*What is required*.
Go through the entries below and write each one out exactly.

*Entries taken from a collection*.
§ §
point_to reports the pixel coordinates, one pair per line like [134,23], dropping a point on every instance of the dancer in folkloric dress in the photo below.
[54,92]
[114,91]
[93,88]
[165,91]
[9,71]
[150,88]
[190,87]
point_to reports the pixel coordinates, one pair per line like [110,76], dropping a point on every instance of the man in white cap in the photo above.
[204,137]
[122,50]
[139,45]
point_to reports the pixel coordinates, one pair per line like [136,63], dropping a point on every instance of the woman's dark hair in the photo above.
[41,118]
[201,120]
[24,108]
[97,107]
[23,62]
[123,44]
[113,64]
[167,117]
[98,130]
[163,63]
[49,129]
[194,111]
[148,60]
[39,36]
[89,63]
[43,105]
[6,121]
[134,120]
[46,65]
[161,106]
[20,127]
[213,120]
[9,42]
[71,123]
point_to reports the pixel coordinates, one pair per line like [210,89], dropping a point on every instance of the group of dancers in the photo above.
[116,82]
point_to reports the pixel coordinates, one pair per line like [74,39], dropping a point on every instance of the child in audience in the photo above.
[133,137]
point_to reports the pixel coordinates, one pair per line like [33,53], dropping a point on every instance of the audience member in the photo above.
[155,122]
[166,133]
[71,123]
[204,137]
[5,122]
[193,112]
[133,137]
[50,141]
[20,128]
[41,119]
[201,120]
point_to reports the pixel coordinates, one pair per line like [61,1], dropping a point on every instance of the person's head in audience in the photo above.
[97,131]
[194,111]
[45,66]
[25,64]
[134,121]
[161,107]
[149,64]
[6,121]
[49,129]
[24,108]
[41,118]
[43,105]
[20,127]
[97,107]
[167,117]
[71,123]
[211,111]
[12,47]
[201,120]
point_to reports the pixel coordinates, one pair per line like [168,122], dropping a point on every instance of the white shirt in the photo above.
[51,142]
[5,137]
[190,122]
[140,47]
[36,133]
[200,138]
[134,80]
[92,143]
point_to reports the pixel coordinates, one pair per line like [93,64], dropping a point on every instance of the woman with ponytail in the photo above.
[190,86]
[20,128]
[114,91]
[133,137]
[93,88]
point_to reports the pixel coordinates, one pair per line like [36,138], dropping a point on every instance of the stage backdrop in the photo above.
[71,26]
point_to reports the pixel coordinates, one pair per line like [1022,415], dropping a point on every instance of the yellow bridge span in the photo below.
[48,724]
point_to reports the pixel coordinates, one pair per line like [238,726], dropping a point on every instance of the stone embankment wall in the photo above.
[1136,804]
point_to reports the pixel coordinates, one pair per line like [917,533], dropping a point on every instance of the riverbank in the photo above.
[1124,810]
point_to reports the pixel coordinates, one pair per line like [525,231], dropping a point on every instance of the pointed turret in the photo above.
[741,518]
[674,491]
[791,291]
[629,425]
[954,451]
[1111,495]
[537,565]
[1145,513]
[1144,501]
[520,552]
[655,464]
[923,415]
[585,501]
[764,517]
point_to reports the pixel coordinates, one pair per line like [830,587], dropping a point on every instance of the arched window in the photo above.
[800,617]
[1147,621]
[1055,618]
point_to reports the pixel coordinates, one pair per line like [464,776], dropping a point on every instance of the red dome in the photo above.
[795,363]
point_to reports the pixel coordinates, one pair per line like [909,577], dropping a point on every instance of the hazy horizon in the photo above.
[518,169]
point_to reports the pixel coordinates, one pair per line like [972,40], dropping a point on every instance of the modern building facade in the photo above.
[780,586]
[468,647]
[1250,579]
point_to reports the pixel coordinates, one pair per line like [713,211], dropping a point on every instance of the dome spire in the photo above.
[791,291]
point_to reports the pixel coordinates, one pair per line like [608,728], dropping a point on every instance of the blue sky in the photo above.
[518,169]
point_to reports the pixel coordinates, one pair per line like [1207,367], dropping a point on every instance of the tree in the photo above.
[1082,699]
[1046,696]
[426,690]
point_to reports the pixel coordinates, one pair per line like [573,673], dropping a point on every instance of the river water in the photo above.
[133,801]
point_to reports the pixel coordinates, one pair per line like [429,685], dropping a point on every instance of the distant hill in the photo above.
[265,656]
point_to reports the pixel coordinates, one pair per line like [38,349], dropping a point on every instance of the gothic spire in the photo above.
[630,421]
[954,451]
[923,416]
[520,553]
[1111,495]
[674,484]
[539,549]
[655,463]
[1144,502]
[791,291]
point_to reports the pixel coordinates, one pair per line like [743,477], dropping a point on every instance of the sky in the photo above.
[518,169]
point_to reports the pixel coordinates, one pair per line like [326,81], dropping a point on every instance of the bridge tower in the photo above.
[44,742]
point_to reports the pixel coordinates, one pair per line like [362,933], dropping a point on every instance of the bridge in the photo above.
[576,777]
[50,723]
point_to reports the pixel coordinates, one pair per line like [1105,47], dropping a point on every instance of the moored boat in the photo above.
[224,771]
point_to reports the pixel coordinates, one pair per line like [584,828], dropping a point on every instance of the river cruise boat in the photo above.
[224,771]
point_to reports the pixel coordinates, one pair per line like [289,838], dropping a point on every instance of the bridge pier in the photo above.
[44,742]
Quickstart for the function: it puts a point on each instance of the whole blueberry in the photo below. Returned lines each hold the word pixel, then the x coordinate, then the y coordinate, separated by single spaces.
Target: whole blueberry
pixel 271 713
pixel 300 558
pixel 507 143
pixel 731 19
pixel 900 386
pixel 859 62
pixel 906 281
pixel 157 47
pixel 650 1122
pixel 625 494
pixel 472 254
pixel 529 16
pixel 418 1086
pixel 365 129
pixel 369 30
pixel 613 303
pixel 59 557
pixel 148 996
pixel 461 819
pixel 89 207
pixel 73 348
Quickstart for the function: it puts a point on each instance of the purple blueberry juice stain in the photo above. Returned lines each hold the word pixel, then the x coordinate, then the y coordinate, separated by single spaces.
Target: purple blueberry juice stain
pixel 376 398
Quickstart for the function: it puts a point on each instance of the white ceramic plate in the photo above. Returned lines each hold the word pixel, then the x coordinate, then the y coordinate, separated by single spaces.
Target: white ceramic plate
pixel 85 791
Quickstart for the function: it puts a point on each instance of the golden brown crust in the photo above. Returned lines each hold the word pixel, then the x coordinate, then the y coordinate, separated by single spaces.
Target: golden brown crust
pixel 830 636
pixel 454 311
§ §
*Answer*.
point_to reports the pixel coordinates, one pair per line like [134,23], dropping a point on every instance of the dancer in folkloric dress in the photo below.
[54,92]
[114,91]
[93,88]
[165,91]
[9,71]
[150,88]
[190,87]
point_to reports the pixel coordinates, one pair per line like [110,76], dropping a point on every instance of the man in white cap in the photo above.
[204,137]
[122,50]
[139,45]
point_to reports the pixel coordinates, one pair per line like [136,63], dropping a point on every instance of the woman's dark hair in the photo above.
[41,118]
[201,120]
[24,108]
[97,107]
[23,62]
[123,44]
[113,64]
[167,117]
[98,130]
[163,63]
[49,129]
[194,111]
[148,60]
[39,36]
[89,63]
[43,105]
[6,121]
[134,120]
[46,65]
[161,106]
[20,127]
[213,120]
[9,42]
[71,123]
point_to reports the pixel coordinates, one pair per line like [210,89], dropping a point on every instance of the group of dancers in the photo above.
[116,82]
point_to reports the pixel coordinates, one pair per line like [74,39], dropping a point on every instance of the child in audience in the photo above.
[133,137]
point_to reports the pixel coordinates, one pair per line like [33,53], dropping a point on every instance of the audience member in the photo above.
[155,122]
[166,133]
[71,123]
[204,137]
[5,122]
[193,112]
[133,137]
[50,141]
[20,128]
[41,119]
[201,120]
point_to reports the pixel coordinates, one pair per line like [61,1], dropping a point on every instance of the person's head in audience in the photo above.
[97,131]
[194,111]
[45,66]
[25,64]
[134,121]
[161,107]
[149,64]
[6,121]
[49,129]
[24,108]
[41,118]
[43,105]
[20,127]
[97,107]
[167,117]
[71,123]
[211,111]
[12,47]
[201,120]
point_to reports the pixel coordinates, one pair per line like [168,122], dropping a point on every instance of the white shirt in the photo above.
[51,142]
[5,137]
[190,122]
[140,47]
[36,133]
[200,138]
[134,80]
[92,143]
point_to reports the pixel coordinates, one pair per line like [93,64], dropping a point on every instance of the woman with ponytail in the photo above.
[190,86]
[20,128]
[114,91]
[133,137]
[93,88]
point_to reports the pixel coordinates, one pair per line like [36,138], dropping a point on every instance of the stage backdrop in the photo above.
[71,26]
point_to reports the pixel coordinates, one pair per line like [1022,415], dropping a point on every instance of the yellow bridge span in the photo below.
[48,724]
point_to reports the pixel coordinates, one pair per line like [238,726], dropping a point on every instance of the stone embankment wall in the photo above.
[1136,804]
point_to reports the pixel coordinates, one pair per line like [917,533], dropping a point on every instance of the riverbank in the photo above.
[1124,810]
point_to reports the pixel coordinates, one pair per line like [525,231], dropping a point on every instance of the pointed turret in the photo above.
[741,518]
[674,491]
[791,291]
[629,425]
[954,451]
[1111,495]
[537,565]
[1145,513]
[1144,501]
[520,552]
[655,464]
[923,415]
[585,501]
[764,517]
point_to reports the pixel coordinates, one pair per line like [830,587], dropping a point on every instance of the arched window in the photo above.
[800,617]
[1147,621]
[1055,618]
point_to reports the pixel coordinates, one pair per line like [464,776], dropping a point on every instance of the red dome in the photo above.
[795,363]
point_to reports the pixel coordinates, one pair per line like [909,577], dropping a point on every instance of the hazy horizon in the photo above.
[518,169]
point_to reports the pixel coordinates, one pair per line like [972,40], dropping a point on every instance of the modern building facade in the photo above.
[780,586]
[468,647]
[1250,579]
point_to reports the pixel coordinates, one pair per line like [713,211], dropping a point on every instance of the dome spire in the photo above.
[791,291]
point_to reports the pixel coordinates, one pair per line like [608,728], dropping a point on every instance of the blue sky in the photo above.
[518,169]
point_to reports the pixel coordinates, one pair per line like [1207,367], dropping a point on every instance of the tree in the photo above.
[1082,699]
[1046,696]
[426,690]
point_to reports the pixel coordinates, one pair per line like [573,673], dropping a point on every instance of the river water in the photo above.
[133,801]
point_to reports the pixel coordinates, one pair per line like [429,685], dropping a point on every instance of the distant hill in the photo above.
[265,656]
point_to reports the pixel coordinates, one pair per line like [38,349], dropping a point on every instance of the gothic spire in the photo above.
[630,421]
[954,451]
[923,416]
[520,553]
[1111,495]
[674,484]
[539,549]
[655,463]
[1144,502]
[791,291]
point_to reports the pixel coordinates, one pair per line like [743,477], dropping a point on every instance of the sky in the photo above.
[518,169]
point_to reports the pixel coordinates, one pair per line like [326,81], dropping a point on every instance of the bridge tower in the photo above.
[44,742]
point_to reports the pixel coordinates, one pair per line like [362,933], dropping a point on every instance of the bridge in the photo above.
[576,777]
[50,723]
point_to reports the pixel coordinates, one pair per line like [1105,47], dropping a point on every instance of the moored boat in the photo above.
[224,771]
point_to reports the pixel coordinates, one pair per line like [584,828], dropping a point on every instance of the river cruise boat in the photo above.
[224,771]
point_to reports the pixel coordinates, one pair per line like [289,838], dropping a point on every instance of the bridge pier in the photo above.
[44,742]
Quickstart for the function: it puts a point on each instance of the whole blueberry in the photo below. Returned lines each hold the word pixel, then the x coordinate, then the y coordinate, separated by single spaces.
Target: whole blueberry
pixel 271 713
pixel 300 558
pixel 507 143
pixel 731 19
pixel 900 386
pixel 859 62
pixel 906 281
pixel 157 47
pixel 650 1122
pixel 625 494
pixel 472 254
pixel 529 16
pixel 418 1086
pixel 365 129
pixel 369 30
pixel 613 303
pixel 59 557
pixel 148 996
pixel 461 819
pixel 89 207
pixel 73 348
Quickstart for the function: it puts a point on each instance of the purple blueberry juice stain in the photo above. Returned lines each hold the word pixel, then the x coordinate, then the y coordinate, separated by single spaces.
Target: purple blueberry juice stain
pixel 376 398
Quickstart for the function: it puts a point on each instance of the white ceramic plate in the photo above. Returned lines each hold the word pixel, then the x coordinate, then the y coordinate, separated by single spaces.
Target: white ceramic plate
pixel 85 791
Quickstart for the function: it puts a point on each instance of the golden brown crust in the photo above. Returned lines each hold the word pixel, then the x coordinate, then the y coordinate, separated by single spaces.
Target: golden brown crust
pixel 830 636
pixel 454 311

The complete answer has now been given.